MATERIAL:
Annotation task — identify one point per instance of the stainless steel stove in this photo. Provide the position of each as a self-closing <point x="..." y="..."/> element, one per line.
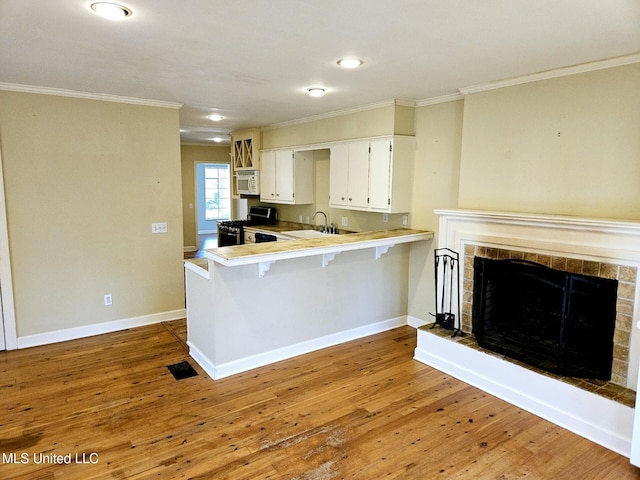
<point x="231" y="232"/>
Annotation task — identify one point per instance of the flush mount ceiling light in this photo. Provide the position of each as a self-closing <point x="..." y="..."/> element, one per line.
<point x="316" y="91"/>
<point x="112" y="11"/>
<point x="350" y="62"/>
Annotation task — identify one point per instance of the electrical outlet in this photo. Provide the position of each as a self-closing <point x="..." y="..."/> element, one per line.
<point x="160" y="227"/>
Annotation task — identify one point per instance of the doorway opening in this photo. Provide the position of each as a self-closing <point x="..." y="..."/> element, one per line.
<point x="213" y="195"/>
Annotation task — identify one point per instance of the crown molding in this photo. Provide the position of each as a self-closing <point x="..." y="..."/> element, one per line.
<point x="338" y="113"/>
<point x="60" y="92"/>
<point x="555" y="73"/>
<point x="452" y="97"/>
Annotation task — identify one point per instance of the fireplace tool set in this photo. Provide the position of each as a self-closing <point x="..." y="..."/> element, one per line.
<point x="447" y="286"/>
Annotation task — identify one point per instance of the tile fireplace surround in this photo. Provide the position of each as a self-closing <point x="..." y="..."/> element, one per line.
<point x="599" y="247"/>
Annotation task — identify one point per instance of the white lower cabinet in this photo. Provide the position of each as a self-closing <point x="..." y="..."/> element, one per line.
<point x="286" y="177"/>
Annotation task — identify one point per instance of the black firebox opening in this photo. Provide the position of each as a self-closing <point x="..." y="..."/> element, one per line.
<point x="558" y="321"/>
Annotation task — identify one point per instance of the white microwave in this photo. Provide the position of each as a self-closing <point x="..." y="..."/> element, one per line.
<point x="248" y="182"/>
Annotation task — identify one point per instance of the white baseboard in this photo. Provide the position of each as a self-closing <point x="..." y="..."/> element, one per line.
<point x="416" y="322"/>
<point x="98" y="328"/>
<point x="260" y="360"/>
<point x="591" y="416"/>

REQUIRED TASK:
Reproduce the material above with "in this photo" switched to "in this image" everywhere and everything else unchanged. Leave the pictures out.

THE SOLUTION:
Annotation task — identify one point per instance of the stainless steel stove in this image. Provide the position of each as a self-closing <point x="..." y="..."/> element, one per line.
<point x="231" y="232"/>
Annotation task — identify one point per instance of the flush mount ceiling light in this image. Provide the position of each as a self-closing <point x="..." y="..."/> element, one per line.
<point x="316" y="91"/>
<point x="112" y="11"/>
<point x="350" y="62"/>
Annotation task — identify one point per instance of the electrical outlet in this image. Provide the position of each as a self-closing <point x="..." y="..."/> element, one per line.
<point x="160" y="227"/>
Annotation task — identify one point per instance of the doorway opening in this image. Provide the position of each as a self-closing <point x="..." y="..."/> element, one per line.
<point x="213" y="195"/>
Annotation task — identify one point per instance of the crown molding in this image. Provide the position of each as a self-closing <point x="..." y="..."/> element, one per line.
<point x="338" y="113"/>
<point x="60" y="92"/>
<point x="555" y="73"/>
<point x="452" y="97"/>
Annotation task — identify one point per instance of the fireplace tool set in this image. Provide the position of each as a self-closing <point x="..." y="..."/> element, one per line.
<point x="447" y="286"/>
Annotation task — identify one point per instance of the tile fireplace surround in this image. Provide the position of each as a self-closing <point x="..." y="..."/> element, one per line.
<point x="599" y="247"/>
Annotation task — identify one point per instance of the white lower cabinet in this image. Provide the position of each as a self-closing <point x="..." y="..."/> element, one per line.
<point x="286" y="177"/>
Annotation task — identify one point per instance of the black firebox opening in this image. Provide the position of each as a self-closing <point x="..." y="..."/> element, one per line.
<point x="558" y="321"/>
Annotation task — identify one point per instance of the white microwave in this image. Provide the position of each as a self-closing <point x="..." y="..."/> element, one per line.
<point x="248" y="182"/>
Annotation task — identify one point per instance of the white baseboard in this image. Provide the position of each as a self-closing <point x="..." y="..."/> element, one per line.
<point x="416" y="322"/>
<point x="98" y="328"/>
<point x="260" y="360"/>
<point x="591" y="416"/>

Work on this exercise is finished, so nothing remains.